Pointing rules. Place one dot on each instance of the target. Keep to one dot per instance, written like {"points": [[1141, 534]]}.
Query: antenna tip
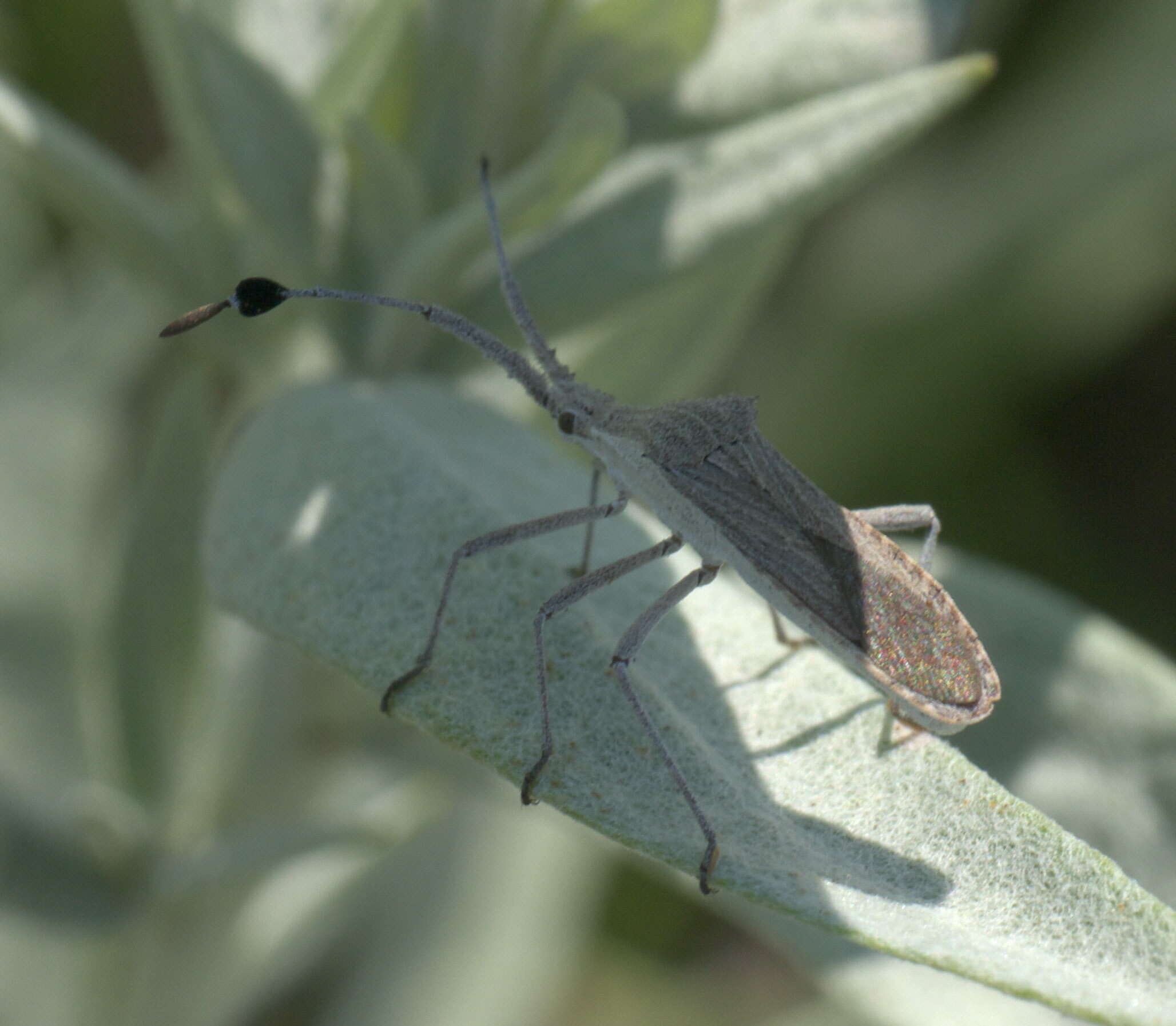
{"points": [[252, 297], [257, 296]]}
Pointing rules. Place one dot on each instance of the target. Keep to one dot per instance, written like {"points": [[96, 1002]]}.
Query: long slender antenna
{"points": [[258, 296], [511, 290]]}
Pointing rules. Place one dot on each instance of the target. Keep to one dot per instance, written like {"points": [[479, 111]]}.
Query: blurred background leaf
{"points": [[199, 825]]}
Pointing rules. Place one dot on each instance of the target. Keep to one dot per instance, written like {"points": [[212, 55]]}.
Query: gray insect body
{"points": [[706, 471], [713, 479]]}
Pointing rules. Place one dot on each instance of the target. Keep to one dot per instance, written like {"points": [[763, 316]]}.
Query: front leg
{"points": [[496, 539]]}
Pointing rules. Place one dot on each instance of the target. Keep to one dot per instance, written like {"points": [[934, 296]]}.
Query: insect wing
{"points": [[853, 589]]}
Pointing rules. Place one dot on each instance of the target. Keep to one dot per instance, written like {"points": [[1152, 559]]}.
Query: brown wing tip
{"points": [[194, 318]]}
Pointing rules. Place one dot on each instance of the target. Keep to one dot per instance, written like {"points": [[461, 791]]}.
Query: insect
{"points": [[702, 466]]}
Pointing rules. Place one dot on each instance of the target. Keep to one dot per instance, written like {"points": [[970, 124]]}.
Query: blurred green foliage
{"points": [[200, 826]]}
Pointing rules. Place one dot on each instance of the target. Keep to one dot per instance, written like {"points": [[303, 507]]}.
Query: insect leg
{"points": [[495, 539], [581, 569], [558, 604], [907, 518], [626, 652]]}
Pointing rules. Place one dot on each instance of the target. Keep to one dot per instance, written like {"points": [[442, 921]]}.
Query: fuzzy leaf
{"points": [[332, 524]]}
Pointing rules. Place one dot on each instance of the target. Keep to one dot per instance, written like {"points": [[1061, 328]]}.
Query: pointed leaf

# # # # #

▶ [Exercise details]: Everything in the entries except the pictures should be returned exactly as given.

▶ [Task answer]:
Pointing rules. Place one dot on each instance of the target. Keep to one dot per instance, written like {"points": [[1141, 534]]}.
Query: antenna tip
{"points": [[252, 297], [257, 296]]}
Pointing rules. Place one dot on each instance of the target. Keep to one dot per instance, written like {"points": [[96, 1002]]}.
Query: long slender antenna
{"points": [[258, 296], [511, 290]]}
Pointing rules. Place one dot on each instance of the target. Keep to one dot per instance, written like {"points": [[479, 111]]}.
Query: blurred background leaf
{"points": [[199, 825]]}
Pointing rules. Place one dot on each instance of the target. Keep to one dot per instance, written like {"points": [[212, 55]]}.
Query: gray insect body
{"points": [[706, 471], [713, 479]]}
Pointing rules. Place one dot on each instance of the target. Keep to one dot per instance, written like {"points": [[763, 316]]}.
Query: front leg
{"points": [[496, 539]]}
Pointing rules. Place one dot on each instance of the target. Keep to one dot per instance, written like {"points": [[934, 296]]}.
Query: insect wing
{"points": [[853, 589]]}
Pointing rules. Place one dot on each instance of the target. Keep to one dot per instance, written like {"points": [[1152, 559]]}.
Query: brown wing tip
{"points": [[194, 318]]}
Pointing rules. Place one dot on each instance of the target. Keep to one dot per instance, written like {"points": [[461, 791]]}.
Query: insect
{"points": [[702, 466]]}
Pointing rules. Place one dot on each instance of the target. Keep to one dot per instance, written like {"points": [[970, 124]]}.
Query: blurred green foliage
{"points": [[200, 826]]}
Pointing rules. Place one dot on each instance of the target. Keep to one dot per instance, written like {"points": [[303, 507]]}.
Query: insect leg
{"points": [[495, 539], [581, 569], [558, 604], [907, 518], [626, 652]]}
Pointing rules. Place one dot on each instance of the target. Keep to one dot per instance, written like {"points": [[442, 921]]}.
Query: fuzzy leaf
{"points": [[332, 524]]}
Pointing rules. Place one dot on each instance of the target. Keep to one dot per instance, written like {"points": [[1061, 328]]}.
Query: pointed leaf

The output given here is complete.